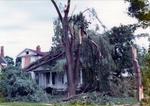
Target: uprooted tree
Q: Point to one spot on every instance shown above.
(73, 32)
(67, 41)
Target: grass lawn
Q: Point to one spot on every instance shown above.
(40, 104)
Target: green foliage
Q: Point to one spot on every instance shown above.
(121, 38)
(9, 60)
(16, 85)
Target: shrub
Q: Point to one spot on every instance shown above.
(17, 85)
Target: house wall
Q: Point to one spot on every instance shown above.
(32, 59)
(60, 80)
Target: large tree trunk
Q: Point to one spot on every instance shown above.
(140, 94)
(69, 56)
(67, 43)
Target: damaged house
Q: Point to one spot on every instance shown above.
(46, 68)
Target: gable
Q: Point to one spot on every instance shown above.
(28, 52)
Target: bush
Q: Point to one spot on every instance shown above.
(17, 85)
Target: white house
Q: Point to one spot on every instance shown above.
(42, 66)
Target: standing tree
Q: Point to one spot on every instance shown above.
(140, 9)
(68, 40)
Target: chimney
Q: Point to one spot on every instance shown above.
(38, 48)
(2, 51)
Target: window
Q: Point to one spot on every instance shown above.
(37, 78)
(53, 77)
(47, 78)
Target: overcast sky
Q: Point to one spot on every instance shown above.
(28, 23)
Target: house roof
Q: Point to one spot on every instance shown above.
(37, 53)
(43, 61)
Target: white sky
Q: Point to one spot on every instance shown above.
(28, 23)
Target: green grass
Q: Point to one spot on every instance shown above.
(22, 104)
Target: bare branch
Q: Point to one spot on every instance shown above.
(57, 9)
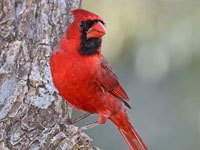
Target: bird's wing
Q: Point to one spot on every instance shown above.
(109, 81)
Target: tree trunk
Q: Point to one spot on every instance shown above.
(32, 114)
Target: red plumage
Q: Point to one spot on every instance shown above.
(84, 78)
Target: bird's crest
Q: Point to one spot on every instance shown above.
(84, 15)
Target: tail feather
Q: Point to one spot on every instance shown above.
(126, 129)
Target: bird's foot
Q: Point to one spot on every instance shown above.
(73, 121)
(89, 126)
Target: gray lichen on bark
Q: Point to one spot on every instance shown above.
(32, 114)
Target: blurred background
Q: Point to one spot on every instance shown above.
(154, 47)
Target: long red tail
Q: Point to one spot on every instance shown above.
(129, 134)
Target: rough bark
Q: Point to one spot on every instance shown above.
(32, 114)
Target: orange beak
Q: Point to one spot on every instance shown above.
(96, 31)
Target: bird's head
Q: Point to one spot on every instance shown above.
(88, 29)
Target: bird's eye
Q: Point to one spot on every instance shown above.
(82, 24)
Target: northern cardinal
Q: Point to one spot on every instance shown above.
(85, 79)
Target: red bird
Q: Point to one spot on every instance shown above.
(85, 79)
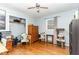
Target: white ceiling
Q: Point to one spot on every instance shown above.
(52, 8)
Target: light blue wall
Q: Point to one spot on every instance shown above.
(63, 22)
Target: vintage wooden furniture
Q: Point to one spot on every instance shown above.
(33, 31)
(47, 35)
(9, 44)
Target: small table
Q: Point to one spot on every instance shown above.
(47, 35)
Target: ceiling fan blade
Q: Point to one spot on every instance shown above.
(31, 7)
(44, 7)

==

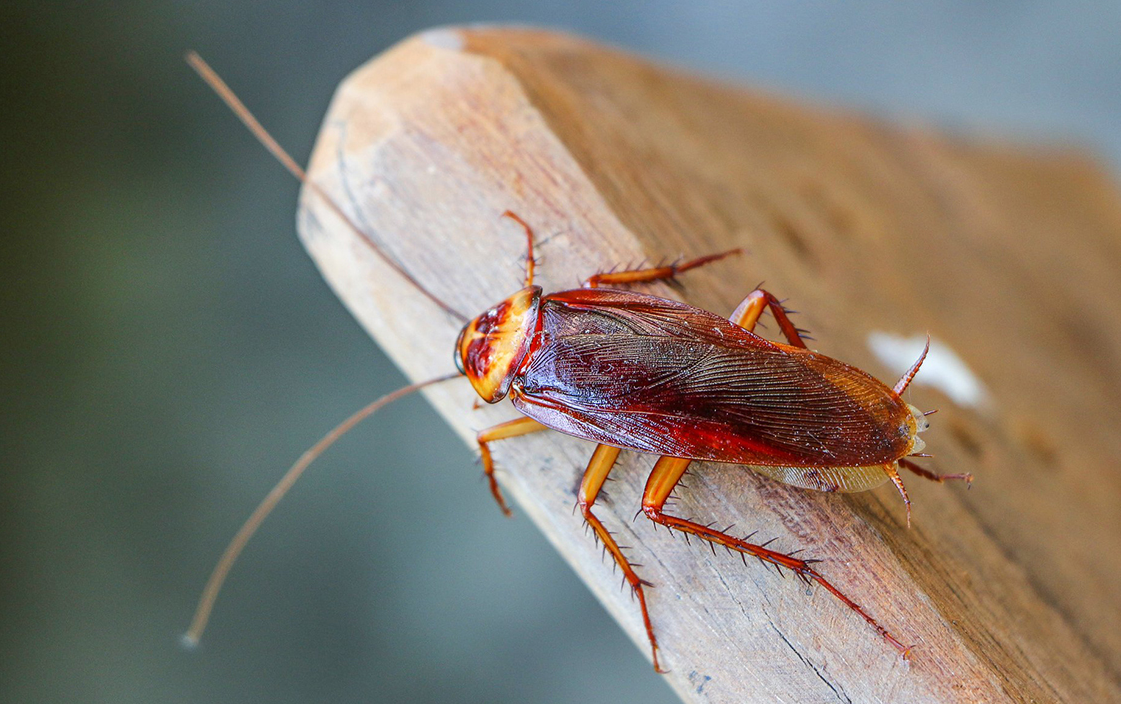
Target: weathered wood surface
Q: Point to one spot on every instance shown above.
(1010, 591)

--

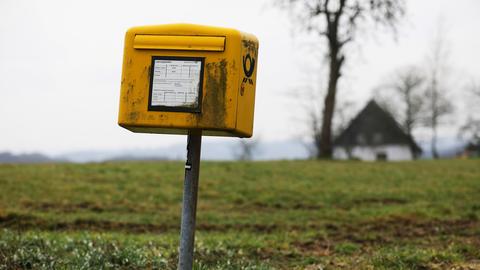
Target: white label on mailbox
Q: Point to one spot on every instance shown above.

_Your instructions:_ Track down all lines above with the string "ceiling" and copy them.

_Expected output:_
Target: white ceiling
Target: ceiling fan blade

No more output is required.